## TEXTE PROPOSÉ
______________________________

Quelquefois, je me prends à regretter que l'étiquette "jeune fille" ne puisse plus m'être prêtée – je suis, désormais, une "jeune femme". Je me demandais, convoquant le conte de la jeune fille qui porte un baquet sur la tête (il fallait qu'elle fût épousée pour ses qualités morales, et non pour sa beauté), pourquoi cette étiquette-là me manquait, et quel prestige j'avais pu, des années durant, lui associer. Il y a quelque chose de svelte et de lumineux, dans jeune fille (bien sûr, pas dans la "jeune fille", concept sexiste, de Tiqqun).

 

Cette sveltesse, cette lumière, me viennent évidemment de l'innocence qu'on leur prête – dans les contes, la littérature, dans les films et les discours... la jeune fille de 15, 16, 17 ans, celle qui est blonde (forcément), douce (forcément), et dont les yeux bleus vous remuent l'âme.

 

Alors, cruelle avec moi-même, je me suis explorée plus en profondeur : d'où vient l'innocence des jeunes filles ? d'un défaut d'éducation. Jeune fille = être privé(e) de connaissance. Les jeunes filles (de la bourgeoisie, au 19e siècle, du moins) étaient savamment ôtées du monde tel qu'il va, avec ses boues et son lucre ; ôtées de la sexualité crasse, et de l'usage qu'on pouvait souhaiter de leurs corps sveltes – elles étaient, innocentes et blanches, objets de tous les fantasmes. Et des miens également, car j'ai été pétrie de la même pâte que ce jeune homme d'un autre siècle. Imaginez, imaginez seulement ! une qui ne sait rien, n'a pensé qu'aux anges, qu'aux rires ; une dont la peau, troublée quelquefois, n'a réagi qu'aux caresses du vent, à l'odeur des roses ; une qui ne sait ni latin, ni mathématique, mais brode doucement, et tisse, peut-être.

 

Je me suis perdue. Ce sont ces êtres amputés qu'on désirait – car tellement, si tellement ôtés du monde – un artifice de la civilisation, le plus pur – drôle d'alliage qui ne prédisposait qu'au malheur – qu'à s'écraser au sol la nuit de noces. Et c'est de ce fantasme un peu putride dont je me rends coupable, lorsque je me regrette jeune fille.

 

J'ai été, en un sens, une vraie jeune fille. Jusqu'à mes 18 ans, je suis restée vierge – de tout désir, de tout plaisir – vierge, parce que ce mot venait désigner, en moi, une sensualité neuve et intouchée. C'est le corps, le désir d'un jeune homme – presqu'un du siècle passé – qui m'ont dépucelée. Je ne comprenais pas grand-chose aux invites de l'autre sexe, à ses désirs, et jamais je n'envisageai qu'un garçon ait pu, un soir, se masturber en évoquant mon image. Je me demande combien sont-elles, les jeunes filles comme je le fus – privées de connaissance – mais, dans le même mouvement, jeunes filles troubles – gavées de littérature, à défaut du reste. Sapientes et bas-bleus, comme on a pu dire, mais innocentes.

 

L'attrait du mot : sveltesse et lumière, un caillou qui longuement ricoche. C'est un attrait coupable – autant que peut l'être une virginité, vraie, dans notre siècle.

______________________________

## EXERCICE BREF A
D'après le texte sur l'étiquette « jeune fille », dans quels domaines prête-t-on de l'innocence aux jeunes filles ? Citez-les tous.
Le texte et les données n'ont aucun lien entre eux.

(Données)
______________________________

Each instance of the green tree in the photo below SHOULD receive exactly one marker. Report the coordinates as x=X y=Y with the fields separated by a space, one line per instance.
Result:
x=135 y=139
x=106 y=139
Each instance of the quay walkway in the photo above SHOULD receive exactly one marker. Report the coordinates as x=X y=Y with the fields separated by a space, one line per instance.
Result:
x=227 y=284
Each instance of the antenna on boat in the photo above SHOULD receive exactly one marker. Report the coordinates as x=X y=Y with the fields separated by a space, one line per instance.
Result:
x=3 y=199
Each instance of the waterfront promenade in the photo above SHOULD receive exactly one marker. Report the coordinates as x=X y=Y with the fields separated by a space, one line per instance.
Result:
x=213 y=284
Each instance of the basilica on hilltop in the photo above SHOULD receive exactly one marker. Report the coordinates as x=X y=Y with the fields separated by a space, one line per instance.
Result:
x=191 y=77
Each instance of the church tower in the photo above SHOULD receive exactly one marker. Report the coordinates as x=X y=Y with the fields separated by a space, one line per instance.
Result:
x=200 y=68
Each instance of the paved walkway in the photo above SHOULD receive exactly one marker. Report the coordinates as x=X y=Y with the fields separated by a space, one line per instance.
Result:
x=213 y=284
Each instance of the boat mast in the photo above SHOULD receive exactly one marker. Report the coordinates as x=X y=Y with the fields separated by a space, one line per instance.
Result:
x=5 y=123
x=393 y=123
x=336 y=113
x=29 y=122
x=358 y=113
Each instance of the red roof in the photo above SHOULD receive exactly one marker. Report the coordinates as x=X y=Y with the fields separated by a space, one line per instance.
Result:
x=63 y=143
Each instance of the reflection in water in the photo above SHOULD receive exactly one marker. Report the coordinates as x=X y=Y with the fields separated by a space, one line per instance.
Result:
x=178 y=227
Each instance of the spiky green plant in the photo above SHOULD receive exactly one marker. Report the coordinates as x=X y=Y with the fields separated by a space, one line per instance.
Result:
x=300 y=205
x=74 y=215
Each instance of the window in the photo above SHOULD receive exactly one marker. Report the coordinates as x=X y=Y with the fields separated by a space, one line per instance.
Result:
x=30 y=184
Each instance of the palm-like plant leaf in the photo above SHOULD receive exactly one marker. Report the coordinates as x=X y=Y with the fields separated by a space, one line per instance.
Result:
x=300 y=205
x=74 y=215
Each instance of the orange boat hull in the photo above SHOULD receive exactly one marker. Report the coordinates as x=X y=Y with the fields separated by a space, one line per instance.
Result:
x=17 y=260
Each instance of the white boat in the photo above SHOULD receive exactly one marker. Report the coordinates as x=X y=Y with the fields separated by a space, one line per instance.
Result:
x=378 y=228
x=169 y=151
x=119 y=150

______________________________

## EXERCICE BREF B
Transcrivez les lignes des données depuis la toute première jusqu'à celle qui contient « x=106 y=139 », celle-ci comprise.

## CORRIGÉ A
Les contes, la littérature, les films, les discours

## CORRIGÉ B
Each instance of the green tree in the photo below SHOULD receive exactly one marker. Report the coordinates as x=X y=Y with the fields separated by a space, one line per instance.
Result:
x=135 y=139
x=106 y=139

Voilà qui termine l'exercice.